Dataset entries
====

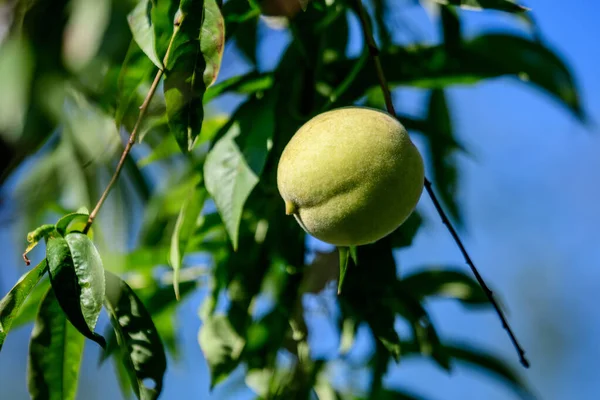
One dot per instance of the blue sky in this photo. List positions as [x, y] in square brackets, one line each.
[529, 197]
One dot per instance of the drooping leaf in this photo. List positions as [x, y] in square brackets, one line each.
[184, 228]
[80, 216]
[483, 57]
[10, 305]
[502, 5]
[404, 235]
[141, 348]
[445, 282]
[192, 66]
[481, 359]
[246, 39]
[250, 83]
[142, 28]
[344, 260]
[55, 353]
[234, 165]
[221, 347]
[77, 277]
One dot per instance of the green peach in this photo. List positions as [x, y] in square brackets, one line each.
[350, 176]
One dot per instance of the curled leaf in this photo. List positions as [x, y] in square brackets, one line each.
[77, 277]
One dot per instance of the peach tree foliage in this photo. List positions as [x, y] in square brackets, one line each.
[201, 185]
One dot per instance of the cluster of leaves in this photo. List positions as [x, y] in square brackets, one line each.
[218, 174]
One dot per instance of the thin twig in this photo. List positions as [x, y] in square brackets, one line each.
[128, 146]
[374, 51]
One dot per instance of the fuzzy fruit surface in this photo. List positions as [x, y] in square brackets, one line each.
[350, 176]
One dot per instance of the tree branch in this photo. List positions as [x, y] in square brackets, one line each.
[128, 146]
[374, 51]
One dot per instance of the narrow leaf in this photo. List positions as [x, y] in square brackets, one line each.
[451, 283]
[221, 347]
[184, 229]
[55, 354]
[142, 350]
[489, 363]
[77, 276]
[235, 163]
[140, 23]
[11, 304]
[502, 5]
[192, 66]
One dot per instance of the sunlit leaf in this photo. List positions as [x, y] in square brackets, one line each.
[192, 66]
[135, 70]
[487, 362]
[10, 305]
[235, 163]
[77, 277]
[221, 347]
[140, 23]
[483, 57]
[451, 283]
[502, 5]
[141, 348]
[55, 353]
[78, 217]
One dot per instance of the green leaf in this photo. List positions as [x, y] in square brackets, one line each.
[502, 5]
[140, 23]
[184, 228]
[442, 146]
[344, 260]
[10, 305]
[250, 83]
[221, 347]
[192, 66]
[77, 277]
[483, 57]
[489, 363]
[63, 224]
[235, 163]
[451, 283]
[55, 354]
[136, 69]
[142, 351]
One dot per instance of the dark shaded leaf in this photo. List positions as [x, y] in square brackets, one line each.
[221, 347]
[404, 235]
[235, 163]
[502, 5]
[135, 70]
[77, 277]
[451, 283]
[141, 348]
[192, 66]
[78, 217]
[55, 354]
[484, 57]
[184, 228]
[10, 305]
[142, 28]
[442, 147]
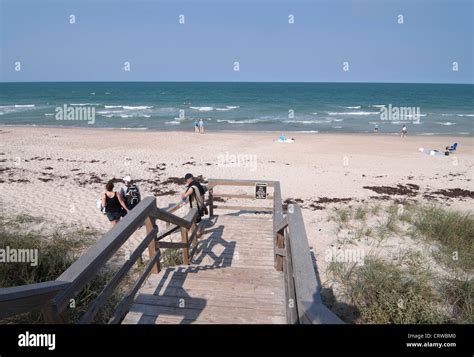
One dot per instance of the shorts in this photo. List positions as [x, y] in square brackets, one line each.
[113, 216]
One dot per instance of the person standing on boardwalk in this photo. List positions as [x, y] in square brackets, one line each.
[196, 192]
[130, 193]
[404, 131]
[113, 203]
[201, 126]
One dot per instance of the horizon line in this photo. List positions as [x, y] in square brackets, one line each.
[279, 82]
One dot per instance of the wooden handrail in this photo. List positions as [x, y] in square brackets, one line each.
[292, 255]
[309, 306]
[54, 296]
[81, 272]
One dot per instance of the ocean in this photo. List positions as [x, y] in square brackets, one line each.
[426, 109]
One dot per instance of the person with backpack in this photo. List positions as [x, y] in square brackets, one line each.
[130, 193]
[196, 193]
[113, 203]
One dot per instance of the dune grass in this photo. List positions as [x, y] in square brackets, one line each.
[385, 293]
[453, 231]
[56, 252]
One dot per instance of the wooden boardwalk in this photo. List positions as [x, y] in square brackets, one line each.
[231, 279]
[247, 268]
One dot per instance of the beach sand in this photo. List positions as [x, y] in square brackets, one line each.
[58, 173]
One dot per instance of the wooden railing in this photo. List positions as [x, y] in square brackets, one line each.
[291, 251]
[292, 254]
[53, 297]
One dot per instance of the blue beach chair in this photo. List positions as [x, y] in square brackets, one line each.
[453, 147]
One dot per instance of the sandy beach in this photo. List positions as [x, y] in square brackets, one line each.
[58, 174]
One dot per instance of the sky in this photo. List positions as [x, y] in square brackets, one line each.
[257, 34]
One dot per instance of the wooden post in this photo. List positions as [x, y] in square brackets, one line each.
[152, 247]
[53, 316]
[184, 239]
[280, 240]
[211, 203]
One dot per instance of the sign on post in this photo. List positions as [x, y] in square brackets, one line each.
[261, 191]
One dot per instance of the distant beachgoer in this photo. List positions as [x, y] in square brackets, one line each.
[404, 131]
[196, 193]
[130, 193]
[113, 203]
[201, 126]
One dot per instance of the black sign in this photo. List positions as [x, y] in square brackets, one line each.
[260, 191]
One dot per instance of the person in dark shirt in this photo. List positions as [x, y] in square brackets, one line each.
[195, 192]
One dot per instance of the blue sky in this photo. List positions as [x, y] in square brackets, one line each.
[257, 34]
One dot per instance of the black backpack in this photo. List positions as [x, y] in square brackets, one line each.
[132, 196]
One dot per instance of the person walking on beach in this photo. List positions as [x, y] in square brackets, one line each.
[404, 131]
[201, 126]
[196, 192]
[130, 193]
[113, 203]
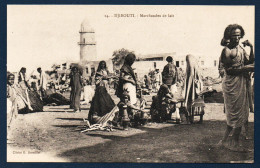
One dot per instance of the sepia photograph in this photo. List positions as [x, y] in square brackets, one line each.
[130, 83]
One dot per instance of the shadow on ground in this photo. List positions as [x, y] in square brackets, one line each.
[174, 144]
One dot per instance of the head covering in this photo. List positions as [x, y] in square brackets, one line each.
[169, 59]
[130, 59]
[99, 65]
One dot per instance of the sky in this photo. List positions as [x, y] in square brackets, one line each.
[41, 35]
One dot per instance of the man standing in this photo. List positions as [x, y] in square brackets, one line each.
[42, 83]
[158, 80]
[169, 74]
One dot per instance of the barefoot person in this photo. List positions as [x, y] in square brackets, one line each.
[101, 103]
[235, 84]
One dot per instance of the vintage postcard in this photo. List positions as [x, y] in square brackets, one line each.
[130, 83]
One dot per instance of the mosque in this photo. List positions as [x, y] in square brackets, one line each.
[88, 51]
[144, 63]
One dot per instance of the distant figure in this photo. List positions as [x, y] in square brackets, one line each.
[147, 81]
[193, 84]
[235, 85]
[24, 88]
[42, 83]
[158, 80]
[101, 103]
[102, 75]
[76, 86]
[12, 106]
[127, 80]
[169, 74]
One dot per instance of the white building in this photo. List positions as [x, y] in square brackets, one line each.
[87, 42]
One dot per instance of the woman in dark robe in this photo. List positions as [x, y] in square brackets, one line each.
[237, 65]
[101, 103]
[127, 80]
[193, 87]
[31, 98]
[102, 75]
[76, 86]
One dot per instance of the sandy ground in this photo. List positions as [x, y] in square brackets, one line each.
[52, 136]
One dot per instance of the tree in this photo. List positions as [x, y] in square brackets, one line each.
[119, 57]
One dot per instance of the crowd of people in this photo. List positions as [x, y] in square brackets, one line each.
[235, 67]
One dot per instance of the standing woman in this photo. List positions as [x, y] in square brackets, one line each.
[76, 86]
[235, 85]
[102, 75]
[101, 103]
[127, 80]
[23, 88]
[193, 85]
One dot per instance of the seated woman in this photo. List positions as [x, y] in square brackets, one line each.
[159, 107]
[101, 103]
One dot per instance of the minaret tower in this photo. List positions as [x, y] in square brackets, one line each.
[87, 42]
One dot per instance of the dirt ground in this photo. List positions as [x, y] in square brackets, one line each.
[53, 136]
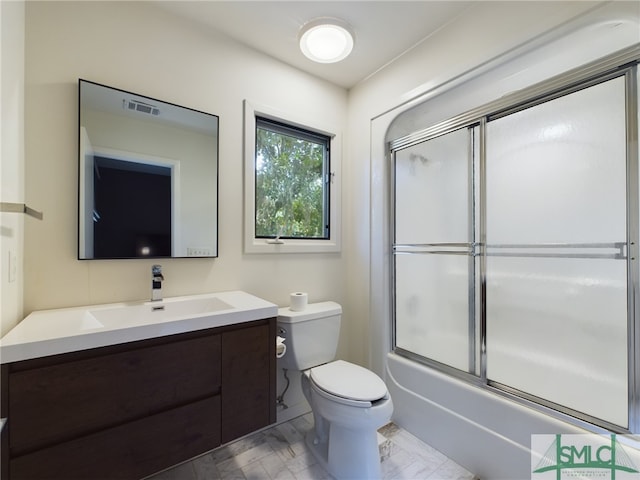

====

What this task involves: Return each entry above unchanged. Leave the pictures out.

Output:
One dot per instance of the blue sky in this photo. List positions as [x, y] in square brackets, one line each.
[529, 197]
One dot per instance of the drooping leaf in this photo. List positions as [x, y] in square brackets, one line each.
[184, 228]
[80, 216]
[483, 57]
[10, 305]
[502, 5]
[404, 235]
[141, 348]
[445, 282]
[192, 66]
[481, 359]
[246, 39]
[250, 83]
[142, 28]
[344, 260]
[55, 353]
[234, 165]
[221, 347]
[77, 277]
One dot per instance of the green peach in this photo. List positions as [x, y] in square brackets, one line each.
[350, 176]
One dot per instance of the curled leaf in this photo. List positions as [x, y] in square brackets, one line each.
[77, 277]
One dot per instance of the peach tree foliage in this photo. List positions as [x, y] in square brackets, one line each.
[201, 185]
One dot per instance of the cluster of leaves in this photo. List positions as [x, y] in square brackets, one line each.
[218, 174]
One dot per instance of the thin twig in this photo. List positions as [x, y] in square brackets, one line each.
[128, 146]
[374, 51]
One dot per instance of the fuzzy fruit surface in this photo. List positions as [x, y] in square brackets, one line each.
[350, 176]
One dot per instance of the tree branch in this photo. List positions as [x, y] in square brackets, one line each.
[128, 146]
[374, 51]
One dot per instance of the narrow leaf in this photo. List positions as [x, y] in square brackets, one line each.
[451, 283]
[221, 347]
[184, 229]
[55, 354]
[142, 350]
[489, 363]
[77, 276]
[235, 163]
[140, 23]
[11, 304]
[502, 5]
[192, 66]
One dot per instance of the sunlit leaf in this photo. List positions as [x, y] in square brackets, one line each.
[192, 66]
[135, 70]
[487, 362]
[10, 305]
[235, 163]
[77, 277]
[221, 347]
[140, 23]
[483, 57]
[451, 283]
[502, 5]
[141, 348]
[55, 353]
[78, 217]
One dot per instance of the green leaf in this photo. List positions as [x, y] in square brackets, one line each.
[502, 5]
[140, 23]
[184, 228]
[442, 146]
[344, 260]
[10, 305]
[250, 83]
[221, 347]
[192, 66]
[77, 277]
[483, 57]
[489, 363]
[63, 224]
[235, 163]
[451, 283]
[55, 354]
[136, 69]
[142, 351]
One dot per instance of the dark shaded leaf in this photo. List positions as [x, y] in square brackets, one line each.
[221, 347]
[404, 235]
[235, 163]
[502, 5]
[135, 70]
[77, 277]
[451, 283]
[141, 348]
[192, 66]
[78, 217]
[55, 354]
[484, 57]
[184, 228]
[10, 305]
[142, 28]
[442, 147]
One dot per instance of the shorts in this photo. List positions as [x, y] in square brackets, one line each.
[113, 216]
One dot per instance of the person standing on boardwalk in this photo. List positions as [x, y] in square brackets, one line each.
[196, 192]
[130, 193]
[404, 131]
[113, 203]
[201, 126]
One dot per instance of the horizon line in this photo. List positions as [x, y] in square brackets, one line each.
[279, 82]
One dot per instance of the wooden handrail in this photo. List positions as [x, y] in square brackets, one line each.
[292, 255]
[309, 306]
[54, 296]
[81, 272]
One dot per instance of the ocean in this photo. List positions as [x, y] in square brackets, one line each.
[426, 109]
One dot per instance of the person with backpack in this photo. List positions as [x, y] in square brackets, one line each.
[130, 193]
[196, 193]
[113, 203]
One dot per instance of the dune grass in this photo. List positions as [x, y] in square brackets, one line each.
[385, 293]
[453, 231]
[56, 252]
One dot per instance of the wooden boardwalk in this photo. List positions as [x, y] in square brackets, one line each.
[231, 279]
[247, 268]
One dot per instance of the beach sand in this photo. List positions as [x, y] in square brackets, one line each.
[58, 173]
One dot per instance of the wooden railing in this photo. List positions as [x, y] in square brackets, one line each.
[291, 251]
[292, 254]
[53, 297]
One dot per instance of the blue beach chair in this photo. List positions as [x, y] in square brackets, one line each.
[453, 147]
One dot per instance of the sandy beach in this photo. List positions as [x, y] in square brackets, one line each.
[58, 174]
One dot per instance of the sky in this photo. List positions as [x, y] in square brackets, one line each.
[257, 34]
One dot per instance of the wooden post in this photo. List positions as [x, y] in square brackets, one line each.
[152, 247]
[53, 316]
[184, 239]
[280, 240]
[211, 203]
One dot per instance of the sign on post in this photo. List positions as [x, y] in square brackets, one line each.
[261, 191]
One dot per instance of the distant beachgoer in this photo. List positions as [x, y] in square brackets, one line each.
[404, 131]
[196, 193]
[130, 193]
[113, 203]
[201, 126]
One dot per instance of the black sign in this photo. List positions as [x, y] in square brackets, one line each.
[260, 191]
One dot per instance of the person in dark shirt in this photo. List positions as [x, y] in square brackets, one line each.
[195, 192]
One dot per instance of the blue sky in this photo. List positions as [x, y] in square brackets, one line each.
[257, 34]
One dot per instance of the black backpack in this photo. List positions as [x, y] in square brackets, one line each.
[132, 196]
One dot per instance of the person walking on beach in this photo. List positions as [x, y] in square brackets, one line each.
[404, 131]
[201, 126]
[196, 192]
[130, 193]
[113, 203]
One dot per instance of the sepia photograph in this photo. List positions as [x, y] in square brackets, one line each.
[130, 83]
One dot per instance of the shadow on ground in this photo. List positions as [x, y] in square brackets, one line each.
[174, 144]
One dot per instance of the head covering in this photo. List positions as [x, y] in square brackets, one line each.
[169, 59]
[130, 59]
[99, 65]
One dot per instance of the sky in this photo. List positions as [x, y] in square brackets, one line each.
[41, 35]
One dot per instance of the man standing in this photo. List positions as [x, y] in square brackets, one line each.
[42, 83]
[158, 80]
[169, 74]
One dot per instance of the barefoot person in this photo. List positions as [x, y] in square brackets, one line each.
[101, 103]
[235, 84]
One dot per instance of the vintage postcard in this photo. List positions as [x, y] in square brackets, one line each.
[130, 83]
One dot per instance of the mosque in this photo. List positions as [x, y] in square brackets, one line each.
[88, 51]
[144, 63]
One dot per instance of the distant figure in this photo. List positions as [x, y] in square brackets, one line each.
[147, 81]
[193, 84]
[235, 85]
[24, 88]
[42, 83]
[158, 80]
[101, 103]
[102, 75]
[76, 86]
[12, 106]
[127, 80]
[169, 74]
One dot per instance of the white building in this photo. List positions as [x, y] in square brackets, one line each.
[87, 42]
One dot per instance of the woman in dark robe in this photo. List positions as [x, y] in square brackets, one line each.
[237, 65]
[101, 103]
[127, 80]
[193, 87]
[31, 98]
[102, 75]
[76, 86]
One dot per instance of the sandy ground in this photo. List positions as [x, y] in square brackets, one line each.
[52, 136]
One dot per instance of the tree in this photo. List positions as [x, y] in square brackets, one line each.
[119, 57]
One dot per instance of the crowd of people in this photo. List positions as [x, y] in square brackets, one line each.
[235, 67]
One dot per instance of the standing woman in this photo. List positions as [x, y] in square brackets, one line each.
[76, 86]
[235, 85]
[102, 75]
[101, 103]
[127, 80]
[23, 88]
[193, 85]
One dot per instance of the seated woman in this photo. List positions as [x, y] in square brackets, one line each.
[159, 107]
[101, 103]
One dot per instance of the minaret tower in this photo. List positions as [x, y] in square brackets, one line each.
[87, 42]
One dot per instance of the dirt ground in this photo. List positions as [x, y] in square brackets, one line each.
[53, 136]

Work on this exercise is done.